Lines containing the word "mushroom" are to be copied from the data below.

== Segment start ==

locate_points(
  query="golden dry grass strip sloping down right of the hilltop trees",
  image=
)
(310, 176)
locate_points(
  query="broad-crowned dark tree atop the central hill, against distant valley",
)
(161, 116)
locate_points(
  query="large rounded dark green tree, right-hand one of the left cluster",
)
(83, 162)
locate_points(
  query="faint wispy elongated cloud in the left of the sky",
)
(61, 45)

== Segment end ==
== Segment start ==

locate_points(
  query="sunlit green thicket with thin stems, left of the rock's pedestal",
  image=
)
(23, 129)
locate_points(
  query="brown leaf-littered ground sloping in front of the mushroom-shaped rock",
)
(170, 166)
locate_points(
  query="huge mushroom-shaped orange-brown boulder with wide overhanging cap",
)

== Segment end ==

THE ANSWER ->
  query="brown leaf-littered ground sloping in front of the mushroom-shaped rock",
  query="huge mushroom-shaped orange-brown boulder with wide overhanging cap",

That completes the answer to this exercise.